*Provided passage*
==================================================

When a user logs out of a system, the kernel needs to terminate all the processes the user had running...To simplify this task, processes are organized into sets of sessions. The session's ID is the same as the pid of the process that created the session through the setsid() system call. That process is known as the session leader for that session group. All of that process's descendants are then members of that session unless they specifically remove themselves from it. The setsid() function does not take any arguments and returns the new session ID.

What the article doesn't say is when the OS decides to terminate a user's sessions. My initial assumption was that when someone logs into a TTY, the TTY is the session leader and all processes invoked in that session belong to it unless they call setsid(). However, this is clearly wrong as verified by the simplest of examples. Consider this "daemon"... (I know it's not a real daemon, but it does fork)...

==================================================

*Stored records*

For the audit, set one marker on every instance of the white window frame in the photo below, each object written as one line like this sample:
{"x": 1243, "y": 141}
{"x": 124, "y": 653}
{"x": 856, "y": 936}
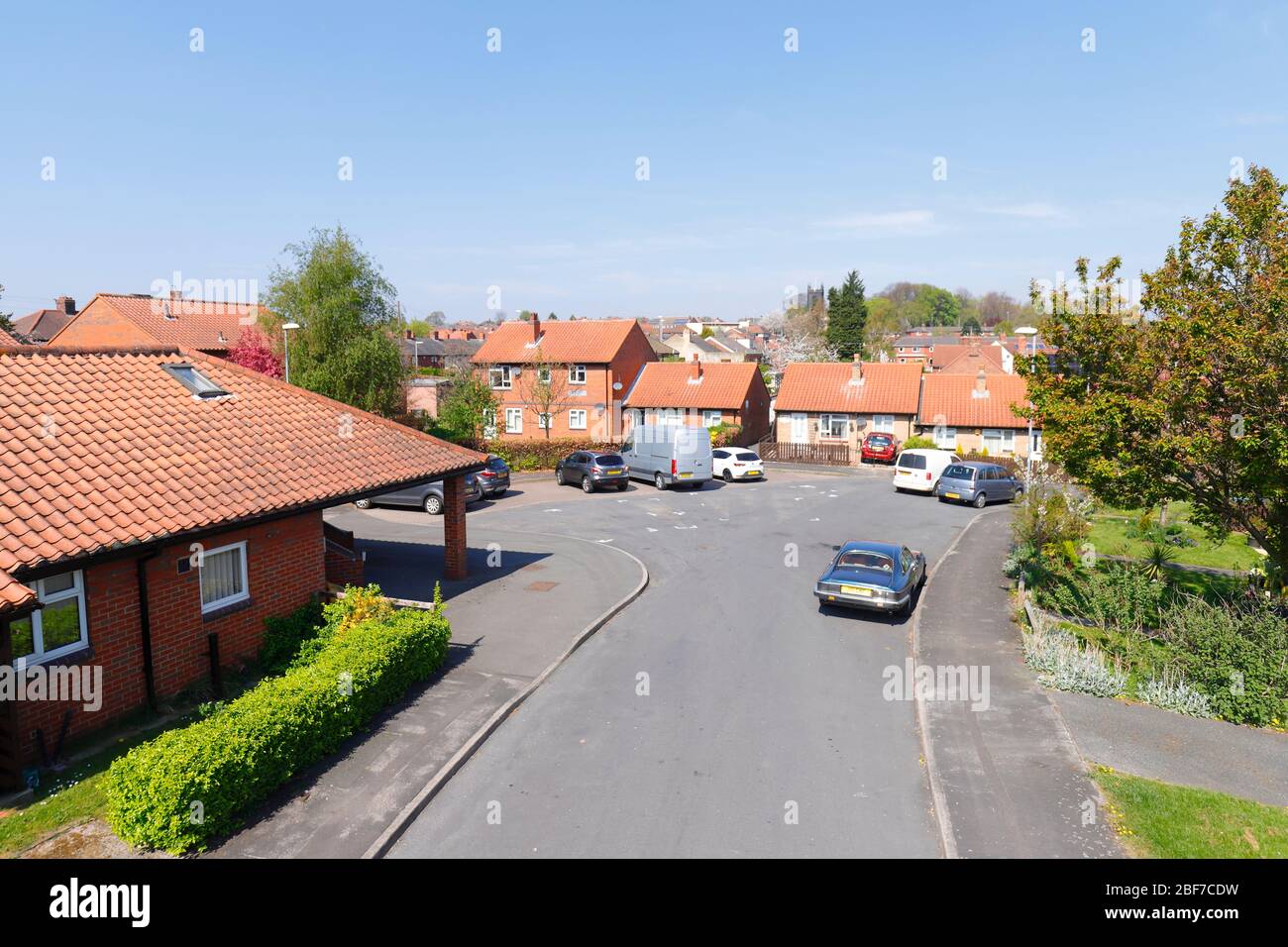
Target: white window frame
{"x": 245, "y": 577}
{"x": 38, "y": 634}
{"x": 506, "y": 377}
{"x": 824, "y": 427}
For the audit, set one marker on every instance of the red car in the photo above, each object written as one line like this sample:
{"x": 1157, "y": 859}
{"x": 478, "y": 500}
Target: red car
{"x": 881, "y": 447}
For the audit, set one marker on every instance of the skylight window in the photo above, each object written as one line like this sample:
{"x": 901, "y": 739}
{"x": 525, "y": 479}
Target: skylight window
{"x": 194, "y": 381}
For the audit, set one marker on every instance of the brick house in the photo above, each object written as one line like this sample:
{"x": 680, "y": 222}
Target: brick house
{"x": 116, "y": 320}
{"x": 591, "y": 365}
{"x": 841, "y": 402}
{"x": 156, "y": 505}
{"x": 974, "y": 414}
{"x": 700, "y": 393}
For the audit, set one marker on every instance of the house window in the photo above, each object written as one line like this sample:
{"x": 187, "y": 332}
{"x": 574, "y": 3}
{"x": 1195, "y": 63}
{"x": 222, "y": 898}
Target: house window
{"x": 223, "y": 577}
{"x": 58, "y": 626}
{"x": 833, "y": 425}
{"x": 1000, "y": 441}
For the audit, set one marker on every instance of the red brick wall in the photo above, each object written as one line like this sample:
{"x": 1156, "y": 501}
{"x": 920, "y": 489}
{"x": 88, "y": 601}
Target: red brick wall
{"x": 284, "y": 567}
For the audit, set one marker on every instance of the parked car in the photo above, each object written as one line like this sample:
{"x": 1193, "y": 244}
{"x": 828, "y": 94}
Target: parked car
{"x": 737, "y": 464}
{"x": 494, "y": 478}
{"x": 591, "y": 471}
{"x": 669, "y": 454}
{"x": 879, "y": 447}
{"x": 428, "y": 496}
{"x": 919, "y": 470}
{"x": 977, "y": 483}
{"x": 881, "y": 577}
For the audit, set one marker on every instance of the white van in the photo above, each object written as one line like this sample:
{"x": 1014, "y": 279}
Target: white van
{"x": 919, "y": 470}
{"x": 669, "y": 454}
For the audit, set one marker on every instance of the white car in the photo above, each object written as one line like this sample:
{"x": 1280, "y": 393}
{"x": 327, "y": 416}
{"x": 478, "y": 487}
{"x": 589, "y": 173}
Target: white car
{"x": 735, "y": 464}
{"x": 919, "y": 470}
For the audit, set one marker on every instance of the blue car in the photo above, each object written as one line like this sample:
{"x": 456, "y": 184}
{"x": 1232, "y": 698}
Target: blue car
{"x": 881, "y": 577}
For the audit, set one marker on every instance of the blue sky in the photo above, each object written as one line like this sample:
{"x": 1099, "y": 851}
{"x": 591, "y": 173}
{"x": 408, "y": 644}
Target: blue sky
{"x": 518, "y": 169}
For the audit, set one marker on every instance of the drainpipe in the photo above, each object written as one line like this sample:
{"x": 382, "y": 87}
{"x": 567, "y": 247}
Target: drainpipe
{"x": 146, "y": 626}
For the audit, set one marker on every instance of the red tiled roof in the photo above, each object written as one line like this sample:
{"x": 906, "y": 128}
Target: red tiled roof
{"x": 948, "y": 399}
{"x": 103, "y": 449}
{"x": 668, "y": 384}
{"x": 185, "y": 322}
{"x": 888, "y": 388}
{"x": 584, "y": 341}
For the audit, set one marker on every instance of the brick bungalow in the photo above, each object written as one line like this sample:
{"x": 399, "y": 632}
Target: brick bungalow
{"x": 841, "y": 402}
{"x": 592, "y": 364}
{"x": 973, "y": 414}
{"x": 700, "y": 393}
{"x": 116, "y": 320}
{"x": 156, "y": 505}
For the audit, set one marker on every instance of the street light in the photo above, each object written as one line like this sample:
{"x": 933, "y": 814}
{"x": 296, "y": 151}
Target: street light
{"x": 1033, "y": 351}
{"x": 286, "y": 347}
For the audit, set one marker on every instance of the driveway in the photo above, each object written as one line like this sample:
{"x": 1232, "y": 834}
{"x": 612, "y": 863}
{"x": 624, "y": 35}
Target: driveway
{"x": 722, "y": 712}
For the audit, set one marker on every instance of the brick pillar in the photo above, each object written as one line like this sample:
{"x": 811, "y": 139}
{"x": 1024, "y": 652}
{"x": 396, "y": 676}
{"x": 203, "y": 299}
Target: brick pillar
{"x": 454, "y": 526}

==================================================

*What to produce*
Extend the passage on Unix process sessions, picking up after its last sentence. The listing plays no part in what comes next.

*Output of the exercise*
#include 
#include 
#include 
#include 

int main(void) {

  pid_t pid = fork();

  if(pid < 0) {
    perror("fork");
    exit(EXIT_FAILURE);
  }

  if(pid == 0) {
    FILE * heartbeat_file = fopen("daemon.out", "w");
    int hb = 0;
    while(1) {
      fprintf(heartbeat_file, "%d\n", hb);
      fflush(heartbeat_file);
      hb++;
      sleep(1);
    }
  } 
  exit(EXIT_SUCCESS);
}

From the code, we see that the child continually writes to a file, and the parent exits. Note that I'm never calling setsid().

If I log in, run the daemon, and then log out, and then log in, the daemon is still running! I can remove the call to fork() and as expected, the process terminates when I log out. Can anyone explain why fork causes the app not to exit when I log out?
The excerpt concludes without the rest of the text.